▶ _WHAT TO DO_
Reproduce the lines in the items, beginning at the line that has "rump** -> simplified polygon, straight edges between vertices" and stopping after the line that has "Outline every instance of the **horse rump**.". In them, swap "straight edges" for "line segments" and leave everything else unchanged.

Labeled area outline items
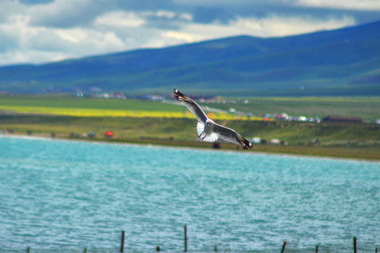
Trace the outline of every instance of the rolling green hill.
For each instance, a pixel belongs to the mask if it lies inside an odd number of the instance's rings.
[[[0,67],[0,92],[379,96],[380,22],[262,39],[240,36]]]

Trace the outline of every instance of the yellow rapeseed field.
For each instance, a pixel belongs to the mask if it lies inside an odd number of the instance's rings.
[[[51,115],[72,117],[166,117],[166,118],[195,118],[190,112],[157,112],[146,110],[110,110],[110,109],[89,109],[50,107],[30,107],[1,105],[0,110],[12,111],[22,114]],[[238,117],[237,115],[218,112],[209,115],[216,119],[242,119],[242,120],[263,120],[258,117]]]

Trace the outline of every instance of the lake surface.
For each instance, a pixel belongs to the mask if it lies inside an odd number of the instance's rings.
[[[374,252],[380,164],[0,136],[0,252]],[[365,249],[362,249],[365,250]]]

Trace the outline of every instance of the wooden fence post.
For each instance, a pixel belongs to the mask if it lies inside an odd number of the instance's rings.
[[[185,225],[183,227],[183,233],[185,234],[184,236],[184,242],[185,242],[185,252],[188,252],[188,226]]]
[[[281,249],[281,253],[284,253],[285,252],[286,245],[287,245],[287,241],[284,241],[284,244],[282,244],[282,248]]]
[[[125,231],[122,231],[122,242],[120,243],[120,252],[123,253],[124,252],[124,239],[125,239]]]

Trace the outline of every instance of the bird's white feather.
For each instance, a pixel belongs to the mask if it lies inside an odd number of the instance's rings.
[[[218,140],[218,137],[216,134],[209,133],[206,135],[206,136],[203,138],[203,141],[209,141],[209,142],[214,142],[215,141]]]
[[[203,130],[204,129],[204,124],[202,124],[199,122],[197,123],[197,133],[198,133],[198,136],[200,136]]]

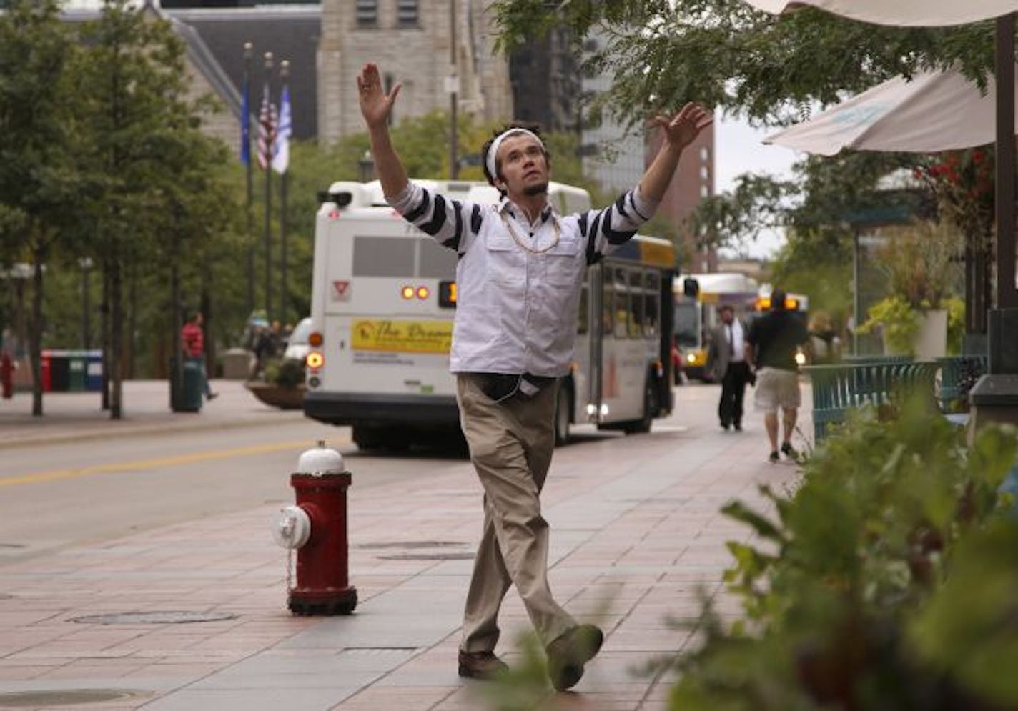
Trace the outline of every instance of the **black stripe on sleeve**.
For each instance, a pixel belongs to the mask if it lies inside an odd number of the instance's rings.
[[[651,216],[643,215],[643,213],[641,213],[638,210],[636,210],[636,191],[635,190],[630,190],[629,192],[627,192],[626,193],[626,197],[629,198],[629,206],[633,209],[634,213],[636,213],[638,216],[640,216],[640,218],[642,218],[643,220],[649,220],[651,219]]]
[[[626,212],[626,195],[629,193],[624,193],[619,195],[619,199],[615,200],[615,209],[619,211],[619,215],[624,218],[629,217],[629,213]]]
[[[607,220],[602,229],[605,232],[605,237],[608,238],[609,244],[622,244],[632,239],[632,236],[636,234],[636,230],[613,230],[608,226]]]
[[[601,231],[608,239],[609,244],[622,244],[636,234],[636,230],[613,230],[612,229],[612,209],[609,208],[602,215]]]
[[[428,190],[421,190],[420,192],[420,204],[412,210],[406,211],[403,215],[403,219],[407,222],[414,222],[419,220],[420,217],[428,212],[428,209],[432,205],[432,196],[428,193]]]
[[[473,210],[470,211],[470,232],[477,234],[480,232],[480,222],[483,218],[480,217],[480,205],[473,205]]]
[[[423,232],[427,232],[432,237],[439,233],[442,226],[445,225],[445,197],[442,195],[435,195],[435,212],[432,213],[431,222],[426,222],[423,225],[417,225]]]
[[[456,230],[452,233],[452,237],[442,243],[442,246],[459,251],[459,240],[463,237],[463,203],[453,200],[452,212],[456,216]]]

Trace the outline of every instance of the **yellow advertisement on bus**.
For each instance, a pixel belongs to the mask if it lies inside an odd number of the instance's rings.
[[[354,351],[447,355],[452,346],[451,320],[359,318],[351,328]]]

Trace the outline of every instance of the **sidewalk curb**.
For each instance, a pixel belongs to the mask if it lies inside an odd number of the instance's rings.
[[[303,411],[299,411],[300,417],[298,418],[296,414],[298,411],[293,411],[294,415],[292,417],[286,417],[286,419],[292,419],[294,421],[303,420]],[[104,422],[116,422],[116,420],[104,420]],[[11,441],[0,441],[0,452],[4,450],[16,450],[20,448],[27,447],[38,447],[40,445],[69,445],[77,441],[83,441],[87,439],[95,438],[105,438],[105,439],[123,439],[128,437],[140,437],[140,436],[151,436],[153,434],[159,434],[162,432],[188,432],[195,430],[204,431],[221,431],[228,429],[241,429],[243,427],[264,427],[268,425],[278,425],[279,419],[274,420],[225,420],[221,422],[186,422],[186,423],[162,423],[162,424],[144,424],[137,425],[136,427],[130,427],[129,429],[117,430],[115,428],[102,429],[97,427],[96,429],[90,429],[88,431],[78,431],[67,434],[53,434],[53,435],[31,435],[27,437],[18,438]]]

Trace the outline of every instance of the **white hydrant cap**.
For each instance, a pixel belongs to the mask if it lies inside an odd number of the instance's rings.
[[[319,439],[318,447],[307,450],[297,460],[297,474],[322,476],[323,474],[342,474],[345,471],[343,455],[326,447],[325,439]]]
[[[272,521],[272,538],[284,548],[299,548],[312,536],[312,520],[297,506],[283,507]]]

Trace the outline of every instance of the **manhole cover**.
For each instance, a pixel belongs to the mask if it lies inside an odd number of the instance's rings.
[[[30,708],[38,706],[76,706],[110,701],[145,699],[151,692],[130,689],[63,689],[60,691],[11,692],[0,694],[0,707]]]
[[[184,623],[216,623],[236,619],[231,612],[112,612],[74,617],[72,621],[89,625],[182,625]]]
[[[457,541],[389,541],[387,543],[361,543],[358,548],[447,548],[453,545],[466,545]]]
[[[472,560],[473,553],[394,553],[379,557],[383,560]]]

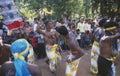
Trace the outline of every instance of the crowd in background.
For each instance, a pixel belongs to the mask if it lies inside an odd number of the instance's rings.
[[[56,26],[66,26],[69,31],[72,31],[81,48],[89,49],[93,43],[93,33],[100,19],[68,19],[67,22],[64,19],[50,20],[53,24],[53,28]],[[23,19],[23,27],[15,30],[8,30],[8,28],[0,22],[0,35],[2,36],[3,43],[11,44],[13,41],[19,38],[25,38],[33,46],[34,52],[38,59],[45,58],[45,40],[42,34],[36,32],[38,26],[40,29],[46,30],[46,23],[48,19],[34,18],[33,22]],[[62,50],[68,50],[64,38],[60,36],[59,45]]]

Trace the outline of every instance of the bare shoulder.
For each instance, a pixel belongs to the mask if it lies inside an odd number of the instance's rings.
[[[11,61],[7,61],[5,63],[2,64],[1,66],[1,71],[2,71],[2,75],[1,76],[14,76],[15,75],[15,68],[14,68],[14,64]]]

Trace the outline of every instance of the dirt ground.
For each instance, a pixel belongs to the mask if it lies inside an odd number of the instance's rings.
[[[85,56],[82,57],[82,59],[79,62],[79,69],[77,71],[76,76],[95,76],[90,73],[89,67],[90,67],[90,50],[85,50]],[[42,76],[65,76],[65,68],[66,68],[66,59],[69,55],[69,51],[65,51],[62,53],[62,61],[59,63],[57,67],[57,71],[55,73],[52,73],[49,69],[48,64],[43,60],[40,59],[36,61],[36,64],[39,65]],[[120,57],[118,57],[116,65],[116,75],[120,76]]]
[[[79,63],[79,69],[76,76],[96,76],[90,73],[89,67],[90,67],[90,51],[85,51],[86,56],[83,57],[84,60],[80,60]],[[63,60],[60,62],[60,64],[57,67],[56,73],[51,73],[48,64],[44,60],[39,60],[37,64],[39,64],[41,70],[42,70],[42,76],[65,76],[65,61],[67,58],[67,55],[69,55],[69,51],[66,51],[62,54]],[[120,57],[117,59],[116,62],[116,75],[120,76]]]

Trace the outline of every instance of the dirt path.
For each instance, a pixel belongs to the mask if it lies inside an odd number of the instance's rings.
[[[90,67],[90,51],[85,51],[87,54],[84,56],[79,63],[79,69],[76,76],[96,76],[90,73],[89,67]],[[60,64],[57,67],[56,74],[53,74],[50,72],[49,66],[44,60],[39,60],[37,64],[39,64],[41,70],[42,70],[42,76],[65,76],[65,68],[66,68],[66,58],[67,55],[69,55],[69,52],[64,52],[62,54],[63,60],[60,62]],[[117,60],[116,65],[116,76],[120,76],[120,57]]]

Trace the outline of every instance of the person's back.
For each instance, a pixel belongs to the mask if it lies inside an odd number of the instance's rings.
[[[41,70],[37,65],[28,63],[28,69],[32,76],[42,76]],[[16,70],[13,62],[7,61],[1,66],[0,76],[15,76],[15,74]]]

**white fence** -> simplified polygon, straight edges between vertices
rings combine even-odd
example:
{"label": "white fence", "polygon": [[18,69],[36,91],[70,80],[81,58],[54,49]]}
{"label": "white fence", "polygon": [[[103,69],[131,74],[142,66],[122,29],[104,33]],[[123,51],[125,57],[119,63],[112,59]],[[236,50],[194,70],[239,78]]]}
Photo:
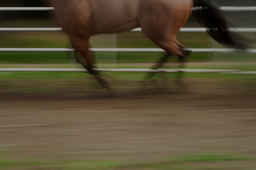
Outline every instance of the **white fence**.
{"label": "white fence", "polygon": [[[194,7],[194,10],[200,9],[200,7]],[[256,6],[232,7],[225,6],[220,8],[225,11],[256,11]],[[54,10],[53,7],[0,7],[0,11],[13,10]],[[238,28],[230,29],[236,32],[256,32],[256,28]],[[0,28],[0,31],[61,31],[61,28]],[[131,32],[141,32],[140,28],[133,30]],[[205,28],[182,28],[180,32],[205,32]],[[185,49],[186,50],[186,49]],[[163,50],[160,48],[91,48],[92,51],[97,52],[165,52]],[[230,53],[243,52],[256,54],[256,49],[251,49],[246,51],[239,51],[233,49],[219,48],[192,48],[190,50],[194,52],[214,52]],[[70,48],[0,48],[0,52],[72,52],[74,49]],[[98,69],[100,71],[108,72],[235,72],[235,70],[211,70],[211,69],[159,69],[156,70],[144,69]],[[32,71],[32,72],[86,72],[83,69],[74,68],[45,69],[45,68],[0,68],[0,72]],[[240,74],[256,74],[256,72],[239,72]]]}

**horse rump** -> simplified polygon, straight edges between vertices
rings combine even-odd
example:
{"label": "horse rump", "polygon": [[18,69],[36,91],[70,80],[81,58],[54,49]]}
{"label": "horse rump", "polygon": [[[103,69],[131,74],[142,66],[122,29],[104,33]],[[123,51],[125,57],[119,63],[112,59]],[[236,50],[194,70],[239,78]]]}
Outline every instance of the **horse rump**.
{"label": "horse rump", "polygon": [[194,6],[199,8],[194,12],[195,18],[206,28],[209,34],[217,42],[228,47],[239,50],[248,48],[251,41],[230,31],[235,27],[226,13],[211,4],[208,0],[195,0]]}

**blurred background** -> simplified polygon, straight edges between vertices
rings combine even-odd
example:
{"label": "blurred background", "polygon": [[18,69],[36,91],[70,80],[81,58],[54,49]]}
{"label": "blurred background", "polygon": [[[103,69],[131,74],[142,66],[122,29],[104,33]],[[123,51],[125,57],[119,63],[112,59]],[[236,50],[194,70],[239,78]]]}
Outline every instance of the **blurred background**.
{"label": "blurred background", "polygon": [[[212,1],[256,6],[252,0]],[[39,0],[0,4],[46,6]],[[255,11],[228,14],[237,27],[256,28]],[[0,11],[0,23],[60,27],[49,11]],[[202,27],[192,16],[184,27]],[[255,34],[241,33],[253,40]],[[191,48],[225,48],[206,32],[177,37]],[[63,32],[0,31],[0,48],[70,48],[69,38]],[[93,48],[158,48],[141,32],[90,42]],[[0,52],[0,68],[82,68],[71,55]],[[95,54],[98,67],[107,68],[148,68],[163,55]],[[256,62],[255,54],[194,53],[184,68],[255,71]],[[180,67],[173,57],[163,68]],[[0,72],[0,170],[255,169],[255,74],[159,73],[145,88],[144,73],[103,74],[118,87],[118,98],[84,73]]]}

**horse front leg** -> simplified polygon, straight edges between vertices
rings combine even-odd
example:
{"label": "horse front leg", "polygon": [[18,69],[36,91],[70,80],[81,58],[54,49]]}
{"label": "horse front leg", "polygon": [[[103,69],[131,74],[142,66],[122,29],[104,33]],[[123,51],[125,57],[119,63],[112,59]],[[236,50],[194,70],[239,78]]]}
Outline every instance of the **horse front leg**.
{"label": "horse front leg", "polygon": [[100,75],[93,69],[92,57],[89,48],[89,35],[71,35],[70,38],[73,47],[81,54],[83,59],[80,61],[80,64],[90,74],[95,76],[102,87],[110,90],[111,84],[100,77]]}

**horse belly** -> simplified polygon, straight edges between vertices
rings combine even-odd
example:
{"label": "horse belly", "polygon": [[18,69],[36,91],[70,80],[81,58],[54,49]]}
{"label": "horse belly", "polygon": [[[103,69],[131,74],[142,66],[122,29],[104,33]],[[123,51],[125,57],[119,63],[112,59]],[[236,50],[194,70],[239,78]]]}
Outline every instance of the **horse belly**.
{"label": "horse belly", "polygon": [[88,0],[91,10],[91,34],[123,32],[139,26],[139,0]]}

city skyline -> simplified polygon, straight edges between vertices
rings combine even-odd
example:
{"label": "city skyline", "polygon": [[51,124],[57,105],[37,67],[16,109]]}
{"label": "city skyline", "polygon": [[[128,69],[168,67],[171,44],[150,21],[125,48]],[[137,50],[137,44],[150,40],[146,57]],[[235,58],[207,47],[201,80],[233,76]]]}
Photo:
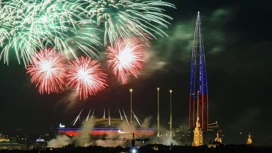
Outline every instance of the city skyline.
{"label": "city skyline", "polygon": [[29,81],[24,65],[15,59],[9,66],[1,61],[0,131],[54,129],[59,123],[71,122],[82,108],[87,111],[123,107],[128,113],[129,89],[133,89],[133,110],[137,116],[142,120],[152,116],[151,126],[155,126],[157,87],[161,126],[169,127],[170,89],[173,127],[187,126],[190,58],[195,20],[200,11],[209,81],[209,121],[219,122],[224,143],[245,143],[250,132],[257,144],[272,145],[268,141],[272,136],[268,115],[272,72],[269,59],[272,31],[266,24],[272,13],[269,5],[253,0],[172,3],[177,9],[166,12],[174,18],[166,30],[169,37],[151,41],[152,60],[148,60],[138,79],[131,78],[127,85],[122,85],[110,76],[110,86],[87,100],[71,102],[67,100],[71,98],[67,97],[69,91],[40,95]]}

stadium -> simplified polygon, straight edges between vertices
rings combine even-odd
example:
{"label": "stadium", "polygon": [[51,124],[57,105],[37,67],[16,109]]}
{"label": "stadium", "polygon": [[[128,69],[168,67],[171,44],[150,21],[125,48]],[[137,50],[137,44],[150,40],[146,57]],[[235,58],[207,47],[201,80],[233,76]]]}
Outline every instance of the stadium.
{"label": "stadium", "polygon": [[139,118],[131,112],[130,121],[128,120],[124,110],[118,110],[120,117],[111,117],[110,110],[106,117],[96,118],[94,116],[95,110],[89,110],[88,115],[81,120],[82,110],[73,120],[70,127],[60,124],[58,128],[59,134],[64,134],[69,137],[79,136],[83,131],[89,133],[92,138],[107,138],[109,136],[123,139],[135,138],[150,138],[155,135],[155,129],[142,126]]}

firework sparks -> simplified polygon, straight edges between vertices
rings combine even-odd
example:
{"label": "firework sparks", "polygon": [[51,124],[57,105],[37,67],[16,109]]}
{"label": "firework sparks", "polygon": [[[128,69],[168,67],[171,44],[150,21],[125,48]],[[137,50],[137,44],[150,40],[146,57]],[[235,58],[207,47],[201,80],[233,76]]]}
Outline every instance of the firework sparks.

▶ _THE ANSWER_
**horse rump** -> simplified polygon, line segments between vertices
rings combine even-odd
example:
{"label": "horse rump", "polygon": [[18,69],[36,91],[70,80],[81,58],[54,49]]}
{"label": "horse rump", "polygon": [[[103,69],[131,74],[142,66],[122,29],[104,33]],[[123,51],[125,57],[119,63],[112,59]],[[236,50],[194,70],[239,78]]]}
Outline every instance of the **horse rump**.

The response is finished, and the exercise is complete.